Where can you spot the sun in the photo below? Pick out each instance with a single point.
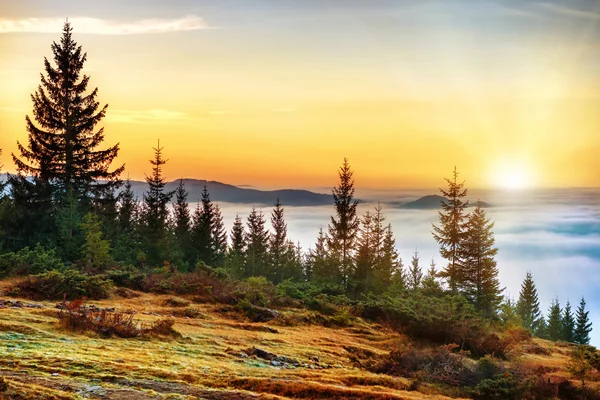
(513, 176)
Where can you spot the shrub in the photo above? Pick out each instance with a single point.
(29, 261)
(70, 284)
(128, 277)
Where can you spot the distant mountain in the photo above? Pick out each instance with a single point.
(433, 202)
(222, 192)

= = = = =

_Objective_. Swap every "spot" in the items above for "find" and reproduce them otherwise unchanged, leaving out the pictures.

_Solution to this problem_.
Where can you find the sun in the photo below? Pick out each instance with a single point.
(513, 176)
Where can you find the shrub in the photo above? Pick out each instance with a single point.
(29, 261)
(70, 284)
(128, 277)
Where can you find the distant mountain in the photo above? Pick out each instance with a single point.
(433, 202)
(222, 192)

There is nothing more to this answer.